» **EXERCISE PROMPT**: Render every line of the listing below as a Markdown table with the columns "Row" and "Line," numbering each row, skipping blank lines, and leaving out the pictures.
— START —
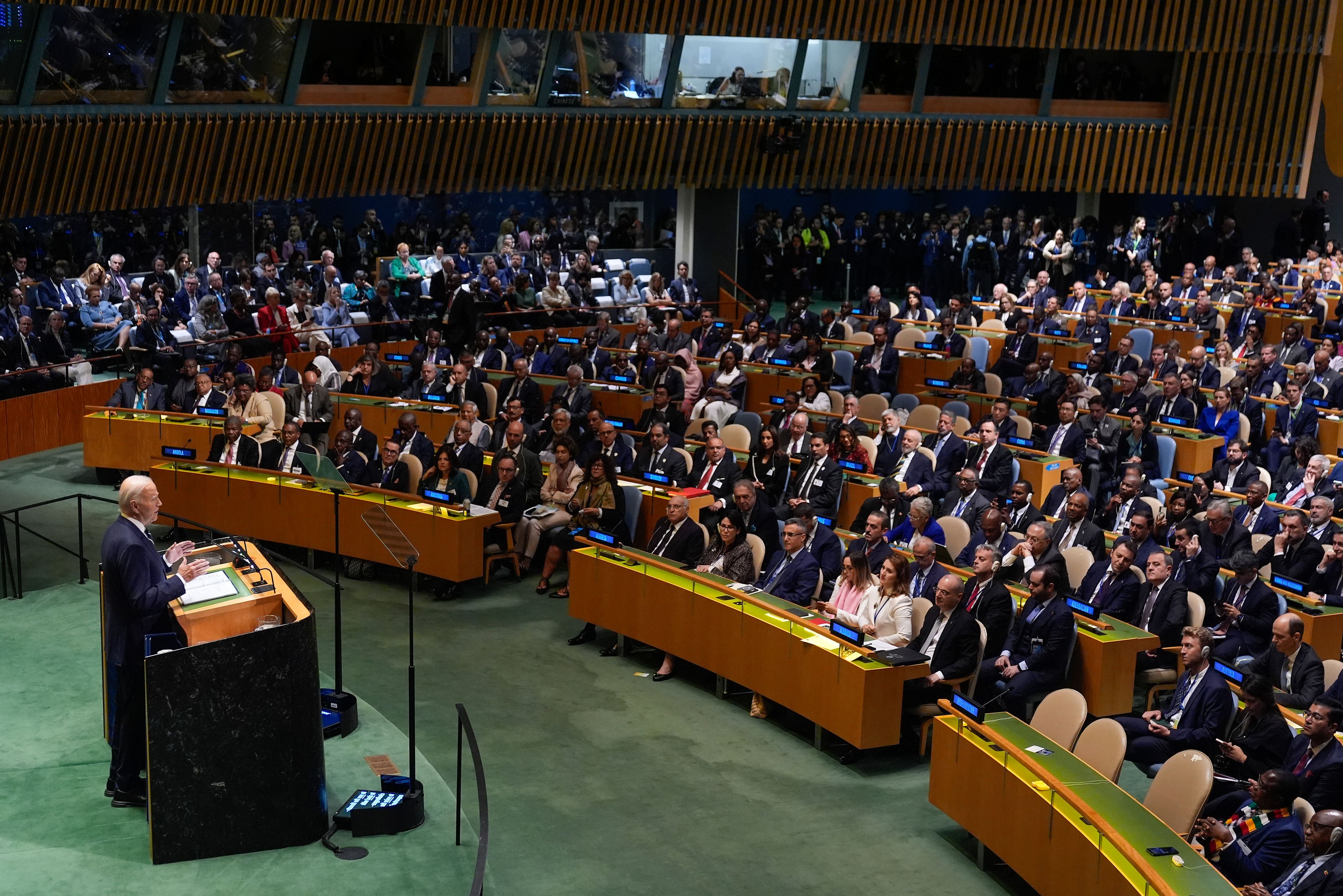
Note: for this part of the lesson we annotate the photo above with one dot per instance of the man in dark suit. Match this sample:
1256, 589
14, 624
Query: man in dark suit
758, 515
993, 532
948, 639
524, 389
924, 573
504, 492
791, 574
1293, 553
660, 457
1036, 653
879, 366
818, 483
969, 503
990, 461
950, 452
1018, 351
1037, 550
1110, 585
389, 471
872, 547
1247, 613
1162, 608
1075, 530
1293, 667
1170, 402
136, 590
1196, 715
716, 473
140, 394
232, 446
989, 601
1020, 511
1318, 774
1267, 845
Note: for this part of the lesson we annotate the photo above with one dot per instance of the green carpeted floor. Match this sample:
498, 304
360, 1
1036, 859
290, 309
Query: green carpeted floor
599, 781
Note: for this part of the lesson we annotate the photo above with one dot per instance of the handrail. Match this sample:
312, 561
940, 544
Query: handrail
1080, 805
724, 586
483, 847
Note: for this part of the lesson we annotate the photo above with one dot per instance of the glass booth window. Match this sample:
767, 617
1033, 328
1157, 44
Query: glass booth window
601, 69
454, 54
735, 73
17, 23
1114, 76
988, 72
362, 53
828, 76
233, 59
101, 56
516, 69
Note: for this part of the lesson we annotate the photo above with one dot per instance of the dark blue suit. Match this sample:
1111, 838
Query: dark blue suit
1119, 596
797, 582
1041, 637
1202, 722
1264, 853
136, 593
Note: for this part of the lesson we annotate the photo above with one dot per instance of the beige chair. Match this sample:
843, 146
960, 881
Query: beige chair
929, 711
492, 400
1303, 810
871, 406
921, 610
417, 469
861, 338
1102, 746
1331, 672
1060, 717
756, 549
908, 338
737, 437
1079, 562
922, 418
1180, 790
871, 446
1159, 680
957, 531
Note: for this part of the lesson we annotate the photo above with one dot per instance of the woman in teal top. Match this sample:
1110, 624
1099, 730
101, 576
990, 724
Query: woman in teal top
448, 478
111, 331
407, 272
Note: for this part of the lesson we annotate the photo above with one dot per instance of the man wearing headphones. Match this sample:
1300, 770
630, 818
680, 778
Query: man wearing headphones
1196, 715
1315, 864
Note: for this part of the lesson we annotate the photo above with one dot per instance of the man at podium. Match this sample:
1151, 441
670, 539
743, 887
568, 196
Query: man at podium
136, 593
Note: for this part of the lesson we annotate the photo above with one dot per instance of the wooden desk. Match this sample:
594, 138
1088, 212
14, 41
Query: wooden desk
857, 699
261, 504
1048, 843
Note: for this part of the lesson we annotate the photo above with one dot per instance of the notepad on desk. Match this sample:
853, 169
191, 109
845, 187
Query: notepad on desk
209, 588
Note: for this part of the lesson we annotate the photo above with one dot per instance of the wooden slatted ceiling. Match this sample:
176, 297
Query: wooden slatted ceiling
59, 164
1217, 26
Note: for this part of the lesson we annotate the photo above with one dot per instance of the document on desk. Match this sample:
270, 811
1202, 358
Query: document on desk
209, 588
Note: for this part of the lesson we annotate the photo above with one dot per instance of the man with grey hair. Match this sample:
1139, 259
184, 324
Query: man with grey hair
573, 394
136, 592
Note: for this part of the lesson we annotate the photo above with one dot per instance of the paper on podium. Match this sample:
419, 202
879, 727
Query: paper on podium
321, 469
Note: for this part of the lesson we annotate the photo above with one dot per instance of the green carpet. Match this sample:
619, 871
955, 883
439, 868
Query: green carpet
599, 781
— END —
» **ANSWER TO THE PROBLEM**:
| Row | Line |
|---|---|
| 1 | Note: for this part of the lesson we annotate the photo above with one dot per instance of the man in dark suit. Match this sample: |
| 2 | 1256, 589 |
| 3 | 14, 624 |
| 4 | Query: man in dark suit |
| 5 | 758, 515 |
| 6 | 993, 532 |
| 7 | 948, 639 |
| 8 | 524, 389 |
| 9 | 924, 573 |
| 10 | 504, 492 |
| 11 | 791, 574 |
| 12 | 1293, 553 |
| 13 | 660, 457 |
| 14 | 1036, 653 |
| 15 | 879, 366 |
| 16 | 818, 483 |
| 17 | 969, 503 |
| 18 | 990, 461 |
| 19 | 950, 452 |
| 20 | 1018, 351 |
| 21 | 1037, 550 |
| 22 | 1110, 585 |
| 23 | 389, 471 |
| 24 | 872, 547 |
| 25 | 1247, 613 |
| 26 | 1162, 608 |
| 27 | 1075, 530 |
| 28 | 1293, 667 |
| 29 | 1170, 402 |
| 30 | 136, 590 |
| 31 | 1196, 715 |
| 32 | 716, 473 |
| 33 | 140, 394 |
| 34 | 232, 446 |
| 35 | 989, 601 |
| 36 | 1020, 511 |
| 37 | 1318, 774 |
| 38 | 1267, 845 |
| 39 | Note: for this part of the lesson we annotate the photo above with one dot per instance of the green carpeted floor. Match this sample: |
| 40 | 498, 304 |
| 41 | 360, 1 |
| 42 | 1036, 859 |
| 43 | 290, 309 |
| 44 | Query: green carpeted floor |
| 45 | 599, 781 |
| 46 | Note: for this part of the lesson we annotate the photo above with one dot per instance of the handrail. Match this sample: |
| 47 | 312, 561 |
| 48 | 940, 544 |
| 49 | Query: handrail |
| 50 | 1080, 805 |
| 51 | 724, 586 |
| 52 | 483, 847 |
| 53 | Note: for this part of the lesson we annotate the photo above with one dot per instance of the glass booth window. Match this sample: |
| 54 | 767, 617 |
| 55 | 1033, 328 |
| 56 | 1157, 44 |
| 57 | Query: glass booth window |
| 58 | 601, 69 |
| 59 | 454, 54 |
| 60 | 735, 73 |
| 61 | 17, 23 |
| 62 | 1114, 76 |
| 63 | 988, 72 |
| 64 | 362, 53 |
| 65 | 828, 76 |
| 66 | 233, 59 |
| 67 | 101, 56 |
| 68 | 516, 69 |
| 69 | Note: for this part of the lesson we annotate the photo above with one dot per instance of the dark blue suit. Match this sample: |
| 70 | 1111, 838 |
| 71 | Query: dark blue suit |
| 72 | 1119, 596 |
| 73 | 797, 582 |
| 74 | 1041, 637 |
| 75 | 1202, 722 |
| 76 | 1264, 853 |
| 77 | 136, 593 |
| 78 | Note: for this part of the lesson we annotate the photo above with one dot per instance of the beige chair. Match this sample: |
| 79 | 843, 146 |
| 80 | 960, 881 |
| 81 | Query: beige chair |
| 82 | 929, 711 |
| 83 | 492, 400 |
| 84 | 1303, 810 |
| 85 | 871, 406 |
| 86 | 921, 610 |
| 87 | 417, 469 |
| 88 | 861, 338 |
| 89 | 1102, 746 |
| 90 | 1331, 672 |
| 91 | 1060, 717 |
| 92 | 756, 549 |
| 93 | 908, 338 |
| 94 | 737, 437 |
| 95 | 1079, 562 |
| 96 | 922, 418 |
| 97 | 1180, 790 |
| 98 | 871, 446 |
| 99 | 1159, 680 |
| 100 | 957, 531 |
| 101 | Note: for this part of the lesson we annotate the photo above with one dot per instance of the woman in teal top. Match this sample: |
| 102 | 1110, 624 |
| 103 | 1099, 730 |
| 104 | 101, 576 |
| 105 | 990, 724 |
| 106 | Query: woman in teal top |
| 107 | 448, 478 |
| 108 | 111, 331 |
| 109 | 407, 272 |
| 110 | Note: for this part of the lesson we annotate the photo above with one dot per instance of the man wearing headphones. Match this sample: |
| 111 | 1300, 770 |
| 112 | 630, 818 |
| 113 | 680, 778 |
| 114 | Query: man wearing headphones |
| 115 | 1196, 715 |
| 116 | 1315, 864 |
| 117 | Note: for this part of the lesson we annotate the photo above with one dot per instance of the man at podium. Match this sample: |
| 118 | 1151, 441 |
| 119 | 670, 539 |
| 120 | 743, 887 |
| 121 | 568, 196 |
| 122 | Query: man at podium |
| 123 | 136, 593 |
| 124 | Note: for this part of the lesson we annotate the photo above with one dot per instance of the wooden desk. Match this sample: |
| 125 | 594, 138 |
| 126 | 1088, 212 |
| 127 | 14, 41 |
| 128 | Query: wooden desk |
| 129 | 857, 699 |
| 130 | 261, 504 |
| 131 | 1048, 843 |
| 132 | Note: for this part of the lesson we annotate the photo above with one dot per instance of the notepad on desk. Match this sample: |
| 133 | 853, 169 |
| 134 | 191, 109 |
| 135 | 845, 187 |
| 136 | Query: notepad on desk |
| 137 | 209, 588 |
| 138 | Note: for this part of the lesson we annotate the photo above with one dot per instance of the wooden slatted ceiling. Match this sample: |
| 139 | 176, 297 |
| 140 | Query: wooden slatted ceiling |
| 141 | 59, 164 |
| 142 | 1217, 26 |
| 143 | Note: for this part of the lesson we annotate the photo above with one dot per instance of the document on desk. Match this sample: |
| 144 | 270, 811 |
| 145 | 1202, 358 |
| 146 | Query: document on desk |
| 147 | 209, 588 |
| 148 | Note: for this part of the lesson we annotate the photo above with one dot per instance of the man with grey hair. Match this sample: |
| 149 | 1139, 259 |
| 150 | 184, 324 |
| 151 | Query: man with grey hair |
| 152 | 573, 394 |
| 153 | 136, 592 |
| 154 | Note: for this part of the lesson we annotate the photo above with one dot per instance of the paper on podium. Match this sample: |
| 155 | 419, 202 |
| 156 | 879, 727 |
| 157 | Query: paper on podium |
| 158 | 321, 469 |
| 159 | Note: for this part of the lesson we annotate the photo above with one dot per instance of the green carpet. Match this sample: |
| 160 | 619, 871 |
| 161 | 955, 883 |
| 162 | 439, 868 |
| 163 | Query: green carpet |
| 164 | 599, 781 |